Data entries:

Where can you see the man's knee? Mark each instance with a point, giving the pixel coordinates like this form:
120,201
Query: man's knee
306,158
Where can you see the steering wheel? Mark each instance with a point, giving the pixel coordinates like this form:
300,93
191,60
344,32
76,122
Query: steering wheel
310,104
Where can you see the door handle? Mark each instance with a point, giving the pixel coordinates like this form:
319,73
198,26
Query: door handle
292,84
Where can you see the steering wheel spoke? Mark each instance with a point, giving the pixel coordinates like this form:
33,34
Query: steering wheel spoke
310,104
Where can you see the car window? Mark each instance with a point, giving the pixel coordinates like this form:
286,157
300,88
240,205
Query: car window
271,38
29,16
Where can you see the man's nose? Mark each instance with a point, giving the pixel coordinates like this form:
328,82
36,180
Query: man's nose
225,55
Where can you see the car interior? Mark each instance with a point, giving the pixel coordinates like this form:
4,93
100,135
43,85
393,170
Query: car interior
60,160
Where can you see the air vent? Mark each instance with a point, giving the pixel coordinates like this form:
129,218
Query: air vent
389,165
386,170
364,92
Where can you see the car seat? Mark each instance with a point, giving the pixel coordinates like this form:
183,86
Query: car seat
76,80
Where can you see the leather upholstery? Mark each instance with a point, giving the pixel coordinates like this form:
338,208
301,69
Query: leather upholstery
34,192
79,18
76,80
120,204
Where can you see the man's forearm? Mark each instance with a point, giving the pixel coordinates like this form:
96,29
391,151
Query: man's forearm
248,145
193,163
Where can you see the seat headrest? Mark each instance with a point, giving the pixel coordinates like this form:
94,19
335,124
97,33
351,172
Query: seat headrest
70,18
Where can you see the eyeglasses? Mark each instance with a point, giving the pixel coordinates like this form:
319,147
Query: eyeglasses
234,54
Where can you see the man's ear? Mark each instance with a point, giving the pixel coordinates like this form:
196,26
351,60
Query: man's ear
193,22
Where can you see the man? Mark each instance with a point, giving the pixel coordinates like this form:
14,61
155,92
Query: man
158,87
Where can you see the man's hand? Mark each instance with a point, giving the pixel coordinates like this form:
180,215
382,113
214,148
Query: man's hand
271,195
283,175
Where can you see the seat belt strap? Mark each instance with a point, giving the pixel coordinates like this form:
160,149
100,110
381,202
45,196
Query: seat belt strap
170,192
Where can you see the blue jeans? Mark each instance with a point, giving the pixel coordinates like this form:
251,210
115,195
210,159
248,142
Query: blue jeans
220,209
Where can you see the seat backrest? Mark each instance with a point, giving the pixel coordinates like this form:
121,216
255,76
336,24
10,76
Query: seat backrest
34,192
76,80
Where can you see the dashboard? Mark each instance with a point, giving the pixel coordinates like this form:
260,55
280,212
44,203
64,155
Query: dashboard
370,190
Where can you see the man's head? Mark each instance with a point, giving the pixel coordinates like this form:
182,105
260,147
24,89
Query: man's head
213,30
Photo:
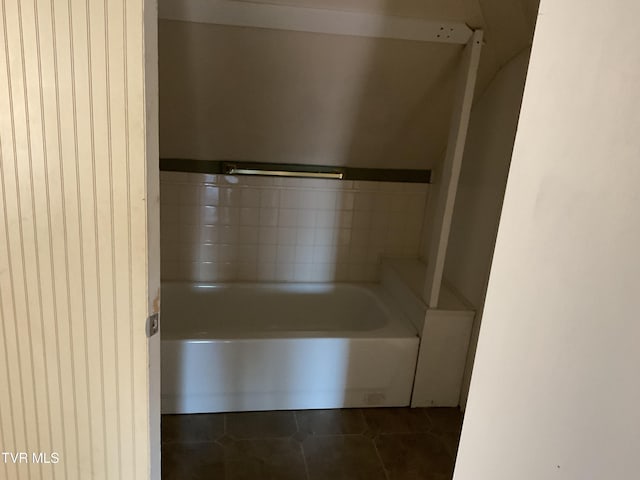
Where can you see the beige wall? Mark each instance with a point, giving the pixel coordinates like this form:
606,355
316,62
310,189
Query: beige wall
279,96
554,392
73,238
483,179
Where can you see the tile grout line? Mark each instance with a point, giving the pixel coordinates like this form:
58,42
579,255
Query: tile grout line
304,456
384,467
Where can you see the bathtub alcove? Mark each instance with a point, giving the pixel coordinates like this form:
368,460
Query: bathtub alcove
305,212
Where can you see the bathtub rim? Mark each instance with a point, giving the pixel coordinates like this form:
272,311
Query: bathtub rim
397,324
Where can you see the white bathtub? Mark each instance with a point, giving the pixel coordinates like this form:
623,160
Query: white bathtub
242,347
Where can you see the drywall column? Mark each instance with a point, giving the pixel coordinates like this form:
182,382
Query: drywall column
443,193
554,391
74,278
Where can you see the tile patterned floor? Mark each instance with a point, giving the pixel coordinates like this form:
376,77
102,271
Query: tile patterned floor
351,444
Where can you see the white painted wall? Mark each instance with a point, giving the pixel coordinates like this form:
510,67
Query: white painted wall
75,278
481,190
554,391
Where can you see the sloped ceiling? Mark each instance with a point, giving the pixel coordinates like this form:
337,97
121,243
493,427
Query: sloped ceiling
282,96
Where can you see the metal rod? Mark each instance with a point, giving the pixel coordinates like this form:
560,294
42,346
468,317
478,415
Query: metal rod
232,170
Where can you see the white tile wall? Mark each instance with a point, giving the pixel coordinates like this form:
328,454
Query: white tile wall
227,228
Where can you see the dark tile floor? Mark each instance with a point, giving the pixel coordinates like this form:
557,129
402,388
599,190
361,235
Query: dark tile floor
351,444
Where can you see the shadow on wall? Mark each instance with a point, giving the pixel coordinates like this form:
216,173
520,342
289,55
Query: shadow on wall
295,97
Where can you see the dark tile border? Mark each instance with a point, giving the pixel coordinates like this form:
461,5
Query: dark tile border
217,167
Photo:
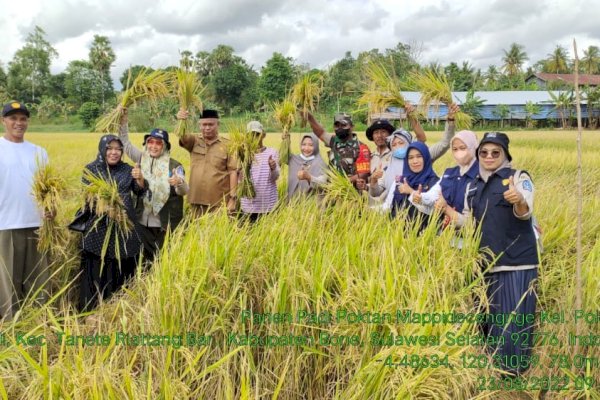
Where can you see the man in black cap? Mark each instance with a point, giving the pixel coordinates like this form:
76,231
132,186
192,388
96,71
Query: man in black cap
213,175
23,269
347,153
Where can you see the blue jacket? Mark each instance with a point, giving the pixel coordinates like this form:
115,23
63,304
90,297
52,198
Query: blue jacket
501,231
454,185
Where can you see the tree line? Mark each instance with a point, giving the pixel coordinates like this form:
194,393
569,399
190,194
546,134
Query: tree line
234,86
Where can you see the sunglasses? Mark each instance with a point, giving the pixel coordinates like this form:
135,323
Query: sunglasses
493,153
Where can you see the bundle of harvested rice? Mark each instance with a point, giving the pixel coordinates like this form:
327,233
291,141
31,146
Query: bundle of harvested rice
48,187
284,113
243,146
149,86
102,195
189,89
383,89
307,92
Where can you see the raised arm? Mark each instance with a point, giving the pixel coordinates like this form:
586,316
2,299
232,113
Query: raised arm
318,129
132,152
414,122
438,149
187,141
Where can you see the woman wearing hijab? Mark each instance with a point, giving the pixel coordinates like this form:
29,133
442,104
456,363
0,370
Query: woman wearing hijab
418,178
161,206
104,270
307,170
449,193
502,205
398,143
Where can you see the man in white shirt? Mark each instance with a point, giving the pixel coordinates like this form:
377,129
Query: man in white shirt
23,270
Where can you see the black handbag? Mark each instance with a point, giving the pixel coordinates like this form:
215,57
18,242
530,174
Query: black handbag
80,223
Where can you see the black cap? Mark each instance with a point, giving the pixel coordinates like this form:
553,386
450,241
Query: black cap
499,138
159,134
380,123
210,114
14,107
342,118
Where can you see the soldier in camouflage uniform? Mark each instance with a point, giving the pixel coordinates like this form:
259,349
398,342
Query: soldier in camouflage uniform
348,155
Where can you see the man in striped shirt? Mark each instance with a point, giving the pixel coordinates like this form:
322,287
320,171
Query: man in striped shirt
264,173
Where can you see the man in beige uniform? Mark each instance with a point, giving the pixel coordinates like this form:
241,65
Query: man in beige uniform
213,171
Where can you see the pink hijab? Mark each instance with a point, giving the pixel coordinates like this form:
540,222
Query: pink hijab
470,140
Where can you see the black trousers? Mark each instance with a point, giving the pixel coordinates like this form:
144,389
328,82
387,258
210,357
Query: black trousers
152,240
99,281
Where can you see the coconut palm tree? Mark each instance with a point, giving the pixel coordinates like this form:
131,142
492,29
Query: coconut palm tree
102,57
531,109
590,62
492,78
557,61
513,59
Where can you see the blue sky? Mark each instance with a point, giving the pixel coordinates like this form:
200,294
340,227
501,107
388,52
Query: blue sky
312,32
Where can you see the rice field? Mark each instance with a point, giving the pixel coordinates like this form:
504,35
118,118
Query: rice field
286,309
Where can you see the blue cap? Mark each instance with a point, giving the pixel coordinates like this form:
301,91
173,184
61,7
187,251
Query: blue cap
14,107
159,134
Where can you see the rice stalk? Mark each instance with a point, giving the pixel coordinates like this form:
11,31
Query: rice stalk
435,89
102,195
48,188
150,86
243,146
339,189
189,89
307,92
284,113
383,89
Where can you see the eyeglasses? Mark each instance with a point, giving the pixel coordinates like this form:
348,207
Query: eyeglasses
493,153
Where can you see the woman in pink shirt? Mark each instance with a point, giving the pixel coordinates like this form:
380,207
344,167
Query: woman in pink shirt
263,173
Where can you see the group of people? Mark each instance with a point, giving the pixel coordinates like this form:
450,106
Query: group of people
398,178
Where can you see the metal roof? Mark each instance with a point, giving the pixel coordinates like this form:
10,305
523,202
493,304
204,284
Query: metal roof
509,98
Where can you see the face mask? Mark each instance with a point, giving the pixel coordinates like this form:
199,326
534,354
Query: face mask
399,153
462,157
309,158
342,133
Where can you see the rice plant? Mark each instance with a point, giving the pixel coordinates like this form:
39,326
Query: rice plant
189,88
435,89
284,113
147,85
305,258
102,196
243,146
48,189
383,89
307,92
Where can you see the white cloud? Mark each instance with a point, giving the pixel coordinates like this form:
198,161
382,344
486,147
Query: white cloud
313,32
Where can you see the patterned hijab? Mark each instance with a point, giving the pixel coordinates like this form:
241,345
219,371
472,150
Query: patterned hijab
156,172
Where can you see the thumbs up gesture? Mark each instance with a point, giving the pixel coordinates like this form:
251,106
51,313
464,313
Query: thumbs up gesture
417,195
136,173
512,195
377,174
441,204
175,179
303,174
405,188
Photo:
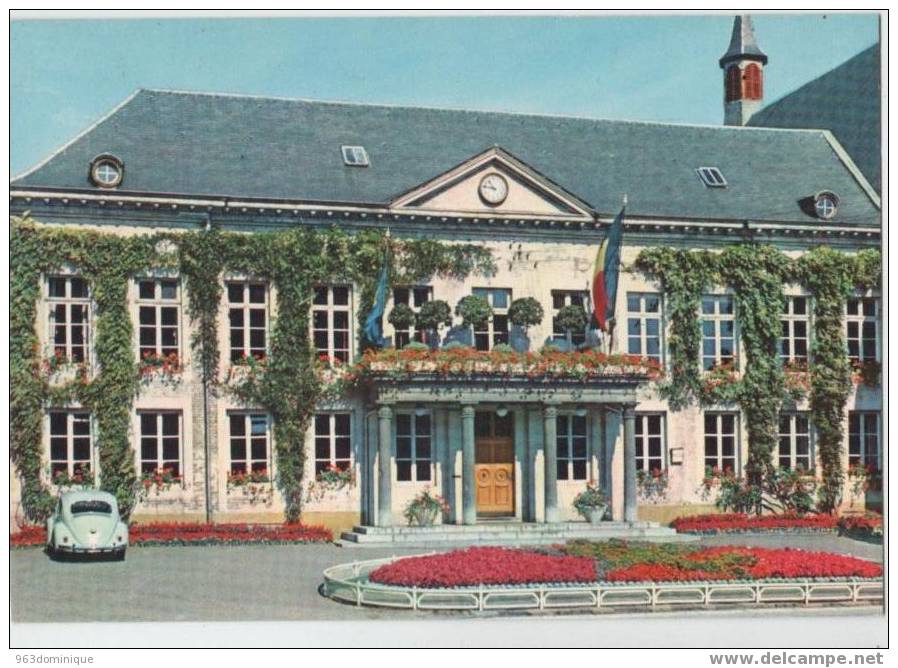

TASK BRIEF
List every line in the rows above that contains the word "dark".

THE REPLY
Where can you see the dark tile floor? Mark each instance with a point, giving the pixel coordinates like this form:
Query: dark tile floor
Where can you see the dark tile border? Mark each instance with a point, giving the pixel coordinates like this form:
Query: dark tile border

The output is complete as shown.